*WHAT YOU HAVE TO DO*:
Given the material below, output exactly the lines from the line with "Target: woman's face" to the line with "Point out the woman's eyebrow", both ends included, and no other lines.

*SOURCE DATA*:
=======

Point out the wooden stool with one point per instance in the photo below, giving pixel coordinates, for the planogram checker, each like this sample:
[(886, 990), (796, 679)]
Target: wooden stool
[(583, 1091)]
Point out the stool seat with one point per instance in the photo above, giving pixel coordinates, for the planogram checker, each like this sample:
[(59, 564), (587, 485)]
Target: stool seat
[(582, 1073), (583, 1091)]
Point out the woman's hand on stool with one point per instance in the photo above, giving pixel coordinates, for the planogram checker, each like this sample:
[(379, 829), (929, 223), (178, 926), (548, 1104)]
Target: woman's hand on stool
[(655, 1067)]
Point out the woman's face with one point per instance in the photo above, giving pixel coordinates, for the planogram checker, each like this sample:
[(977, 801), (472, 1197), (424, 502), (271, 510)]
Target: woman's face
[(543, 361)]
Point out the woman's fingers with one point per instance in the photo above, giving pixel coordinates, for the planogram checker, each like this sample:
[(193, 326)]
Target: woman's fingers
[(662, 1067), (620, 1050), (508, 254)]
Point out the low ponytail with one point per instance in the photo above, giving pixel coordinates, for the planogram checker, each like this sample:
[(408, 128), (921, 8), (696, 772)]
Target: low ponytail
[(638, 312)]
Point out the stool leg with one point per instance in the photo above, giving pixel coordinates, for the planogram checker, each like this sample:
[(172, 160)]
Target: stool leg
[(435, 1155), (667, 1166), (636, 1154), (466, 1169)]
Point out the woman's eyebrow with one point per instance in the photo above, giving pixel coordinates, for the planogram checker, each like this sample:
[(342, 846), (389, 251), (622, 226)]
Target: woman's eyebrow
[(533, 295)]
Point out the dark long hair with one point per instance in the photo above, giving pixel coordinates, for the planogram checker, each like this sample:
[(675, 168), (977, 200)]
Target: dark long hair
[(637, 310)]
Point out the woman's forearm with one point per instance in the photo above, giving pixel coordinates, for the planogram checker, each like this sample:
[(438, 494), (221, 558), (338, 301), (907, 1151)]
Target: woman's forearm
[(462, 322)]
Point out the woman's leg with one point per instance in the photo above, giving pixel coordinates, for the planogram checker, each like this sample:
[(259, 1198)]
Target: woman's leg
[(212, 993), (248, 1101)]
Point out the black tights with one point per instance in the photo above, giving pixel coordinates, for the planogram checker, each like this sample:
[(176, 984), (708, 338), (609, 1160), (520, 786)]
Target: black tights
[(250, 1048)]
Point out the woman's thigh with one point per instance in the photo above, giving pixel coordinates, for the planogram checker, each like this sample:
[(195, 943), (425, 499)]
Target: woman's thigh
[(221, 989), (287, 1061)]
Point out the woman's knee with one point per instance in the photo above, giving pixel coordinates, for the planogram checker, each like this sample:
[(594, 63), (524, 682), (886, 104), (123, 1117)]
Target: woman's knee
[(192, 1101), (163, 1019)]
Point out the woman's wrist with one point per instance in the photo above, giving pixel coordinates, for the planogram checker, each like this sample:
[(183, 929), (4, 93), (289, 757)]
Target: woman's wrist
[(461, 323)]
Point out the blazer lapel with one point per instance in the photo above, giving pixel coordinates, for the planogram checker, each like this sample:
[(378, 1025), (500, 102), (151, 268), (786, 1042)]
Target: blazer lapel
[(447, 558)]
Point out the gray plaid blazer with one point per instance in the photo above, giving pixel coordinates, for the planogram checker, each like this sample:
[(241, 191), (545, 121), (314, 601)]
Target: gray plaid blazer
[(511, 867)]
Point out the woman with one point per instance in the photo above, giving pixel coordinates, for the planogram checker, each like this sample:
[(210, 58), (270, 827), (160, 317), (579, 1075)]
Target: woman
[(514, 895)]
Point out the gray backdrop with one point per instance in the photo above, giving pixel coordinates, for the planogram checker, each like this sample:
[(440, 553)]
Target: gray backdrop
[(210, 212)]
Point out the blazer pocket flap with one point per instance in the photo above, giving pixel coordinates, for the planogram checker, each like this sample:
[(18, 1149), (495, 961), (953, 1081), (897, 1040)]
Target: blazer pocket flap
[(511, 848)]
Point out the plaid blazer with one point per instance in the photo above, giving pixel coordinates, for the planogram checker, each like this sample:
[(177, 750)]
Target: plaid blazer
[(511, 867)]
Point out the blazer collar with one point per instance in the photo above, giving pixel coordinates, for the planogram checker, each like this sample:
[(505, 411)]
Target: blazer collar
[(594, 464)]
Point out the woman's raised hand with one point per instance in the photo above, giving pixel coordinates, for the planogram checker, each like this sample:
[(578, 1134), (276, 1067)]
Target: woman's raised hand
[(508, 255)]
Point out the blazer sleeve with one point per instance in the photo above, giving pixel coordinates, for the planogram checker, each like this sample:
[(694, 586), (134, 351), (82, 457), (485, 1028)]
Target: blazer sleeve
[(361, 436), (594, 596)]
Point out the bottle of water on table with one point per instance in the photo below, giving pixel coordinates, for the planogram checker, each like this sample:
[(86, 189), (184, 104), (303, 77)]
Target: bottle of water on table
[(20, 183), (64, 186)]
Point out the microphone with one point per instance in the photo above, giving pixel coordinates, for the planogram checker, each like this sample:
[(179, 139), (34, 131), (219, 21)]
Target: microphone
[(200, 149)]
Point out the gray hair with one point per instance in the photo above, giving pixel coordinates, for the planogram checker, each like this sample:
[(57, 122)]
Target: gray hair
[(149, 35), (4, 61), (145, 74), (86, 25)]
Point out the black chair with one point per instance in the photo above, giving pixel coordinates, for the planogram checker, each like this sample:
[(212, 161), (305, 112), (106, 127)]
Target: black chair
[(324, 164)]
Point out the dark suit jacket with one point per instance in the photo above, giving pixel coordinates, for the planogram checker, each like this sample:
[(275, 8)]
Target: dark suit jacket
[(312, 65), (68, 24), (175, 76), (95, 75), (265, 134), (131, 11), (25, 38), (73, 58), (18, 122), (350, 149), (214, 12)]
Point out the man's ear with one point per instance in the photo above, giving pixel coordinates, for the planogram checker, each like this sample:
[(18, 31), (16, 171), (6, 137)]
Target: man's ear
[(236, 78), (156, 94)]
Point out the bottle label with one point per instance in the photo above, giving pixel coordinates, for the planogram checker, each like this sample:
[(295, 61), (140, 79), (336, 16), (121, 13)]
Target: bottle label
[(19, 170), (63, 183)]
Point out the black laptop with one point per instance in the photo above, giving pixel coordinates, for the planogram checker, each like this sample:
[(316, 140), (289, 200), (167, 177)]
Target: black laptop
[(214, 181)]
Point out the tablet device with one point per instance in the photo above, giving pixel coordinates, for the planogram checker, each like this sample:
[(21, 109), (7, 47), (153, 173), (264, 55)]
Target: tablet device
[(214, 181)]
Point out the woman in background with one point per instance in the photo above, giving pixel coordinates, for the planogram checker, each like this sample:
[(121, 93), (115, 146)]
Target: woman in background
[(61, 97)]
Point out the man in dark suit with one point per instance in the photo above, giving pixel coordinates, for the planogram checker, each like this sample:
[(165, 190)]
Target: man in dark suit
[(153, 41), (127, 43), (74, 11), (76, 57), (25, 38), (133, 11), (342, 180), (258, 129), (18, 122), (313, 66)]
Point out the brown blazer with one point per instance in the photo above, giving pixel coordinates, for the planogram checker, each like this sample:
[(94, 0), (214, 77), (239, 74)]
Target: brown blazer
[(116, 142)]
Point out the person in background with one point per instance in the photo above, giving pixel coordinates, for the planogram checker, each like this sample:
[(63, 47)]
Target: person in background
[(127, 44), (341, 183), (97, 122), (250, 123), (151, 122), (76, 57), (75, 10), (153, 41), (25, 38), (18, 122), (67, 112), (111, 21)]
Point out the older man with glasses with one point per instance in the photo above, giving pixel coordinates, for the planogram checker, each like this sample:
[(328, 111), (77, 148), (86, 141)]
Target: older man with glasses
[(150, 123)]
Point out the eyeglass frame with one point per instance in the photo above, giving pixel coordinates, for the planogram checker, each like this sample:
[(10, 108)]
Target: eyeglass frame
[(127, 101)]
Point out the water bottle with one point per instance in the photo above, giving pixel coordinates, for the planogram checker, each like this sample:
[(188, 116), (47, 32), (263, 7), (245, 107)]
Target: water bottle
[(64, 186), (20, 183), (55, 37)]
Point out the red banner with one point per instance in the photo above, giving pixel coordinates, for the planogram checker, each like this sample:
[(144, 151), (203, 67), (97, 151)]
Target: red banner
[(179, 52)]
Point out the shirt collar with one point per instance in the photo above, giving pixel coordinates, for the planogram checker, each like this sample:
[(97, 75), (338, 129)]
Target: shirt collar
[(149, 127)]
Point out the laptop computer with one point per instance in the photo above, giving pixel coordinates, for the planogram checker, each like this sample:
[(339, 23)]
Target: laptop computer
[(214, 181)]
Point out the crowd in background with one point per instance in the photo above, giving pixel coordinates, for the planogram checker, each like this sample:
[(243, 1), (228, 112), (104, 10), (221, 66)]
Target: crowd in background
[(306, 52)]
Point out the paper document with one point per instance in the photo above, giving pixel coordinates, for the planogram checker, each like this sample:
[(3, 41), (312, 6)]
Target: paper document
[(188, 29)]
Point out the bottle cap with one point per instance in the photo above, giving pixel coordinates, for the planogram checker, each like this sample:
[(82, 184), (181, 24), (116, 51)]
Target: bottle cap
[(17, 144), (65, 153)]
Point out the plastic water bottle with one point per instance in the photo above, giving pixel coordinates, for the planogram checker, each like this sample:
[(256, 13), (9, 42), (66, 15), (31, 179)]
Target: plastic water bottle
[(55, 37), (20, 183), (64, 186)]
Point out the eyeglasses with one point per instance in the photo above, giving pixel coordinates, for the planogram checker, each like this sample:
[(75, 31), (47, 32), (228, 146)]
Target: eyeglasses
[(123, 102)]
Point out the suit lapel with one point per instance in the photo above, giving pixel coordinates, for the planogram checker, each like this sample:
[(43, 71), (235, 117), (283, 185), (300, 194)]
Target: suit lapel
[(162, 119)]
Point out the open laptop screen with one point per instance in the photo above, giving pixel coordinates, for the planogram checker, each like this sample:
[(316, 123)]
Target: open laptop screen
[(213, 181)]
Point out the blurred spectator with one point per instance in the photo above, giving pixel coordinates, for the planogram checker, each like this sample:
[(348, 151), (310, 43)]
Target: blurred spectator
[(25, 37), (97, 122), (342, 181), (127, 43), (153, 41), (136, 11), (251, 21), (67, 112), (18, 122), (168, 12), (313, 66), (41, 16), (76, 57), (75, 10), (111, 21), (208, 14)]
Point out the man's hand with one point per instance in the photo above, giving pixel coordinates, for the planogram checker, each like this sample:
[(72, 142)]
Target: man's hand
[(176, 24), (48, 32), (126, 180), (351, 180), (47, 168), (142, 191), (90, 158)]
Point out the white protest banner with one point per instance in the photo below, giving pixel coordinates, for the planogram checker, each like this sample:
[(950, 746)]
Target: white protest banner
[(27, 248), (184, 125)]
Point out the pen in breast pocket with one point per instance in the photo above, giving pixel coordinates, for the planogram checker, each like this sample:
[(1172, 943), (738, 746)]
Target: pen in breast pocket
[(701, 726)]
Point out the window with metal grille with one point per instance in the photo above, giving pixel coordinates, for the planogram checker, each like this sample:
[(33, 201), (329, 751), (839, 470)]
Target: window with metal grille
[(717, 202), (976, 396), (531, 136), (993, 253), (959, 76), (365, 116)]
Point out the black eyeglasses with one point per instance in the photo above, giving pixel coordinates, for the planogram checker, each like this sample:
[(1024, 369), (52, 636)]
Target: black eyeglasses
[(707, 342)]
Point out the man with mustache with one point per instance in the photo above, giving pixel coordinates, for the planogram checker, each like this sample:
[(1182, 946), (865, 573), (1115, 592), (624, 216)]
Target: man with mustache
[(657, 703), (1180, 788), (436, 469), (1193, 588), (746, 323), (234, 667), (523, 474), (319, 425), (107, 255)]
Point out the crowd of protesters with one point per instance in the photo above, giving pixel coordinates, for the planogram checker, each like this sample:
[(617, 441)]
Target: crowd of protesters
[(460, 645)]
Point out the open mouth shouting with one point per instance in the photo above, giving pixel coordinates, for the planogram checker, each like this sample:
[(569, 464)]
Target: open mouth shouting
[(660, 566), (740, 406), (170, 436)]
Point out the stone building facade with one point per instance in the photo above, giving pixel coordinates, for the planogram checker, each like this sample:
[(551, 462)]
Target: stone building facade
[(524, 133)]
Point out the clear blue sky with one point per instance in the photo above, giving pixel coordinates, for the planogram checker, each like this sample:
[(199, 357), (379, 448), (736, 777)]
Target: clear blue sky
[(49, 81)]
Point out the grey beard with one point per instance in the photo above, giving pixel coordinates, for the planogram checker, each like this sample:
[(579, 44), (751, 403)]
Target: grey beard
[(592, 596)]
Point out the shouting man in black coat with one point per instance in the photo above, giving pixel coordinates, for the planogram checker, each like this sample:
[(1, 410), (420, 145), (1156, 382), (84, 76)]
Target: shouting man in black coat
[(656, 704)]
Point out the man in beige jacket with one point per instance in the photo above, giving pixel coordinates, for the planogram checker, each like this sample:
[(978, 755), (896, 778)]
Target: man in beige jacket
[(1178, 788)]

=======

*EXPECTED ANSWER*:
Target: woman's face
[(543, 361)]
Point out the woman's fingers with one point per instance in the photo above, giving pixel coordinates, for the planogram checker, each like this sample:
[(193, 326)]
Target: woman's fingers
[(662, 1067), (620, 1050), (508, 254)]
Point out the low ponytail with one point per instance in the photo above, giving pixel coordinates, for the planogram checker, each like this sample:
[(408, 128), (921, 8), (696, 772)]
Target: low ponytail
[(638, 312)]
Point out the stool leg with one point per instance in the photo above, giving pixel coordinates, for the planogram checker, each like this sample:
[(172, 160)]
Target: stool leg
[(435, 1155), (667, 1166), (636, 1154), (466, 1169)]
Point out the woman's eyebrow with one point per instance in the photo above, giving pixel coordinates, for the planogram checker, each like this sample:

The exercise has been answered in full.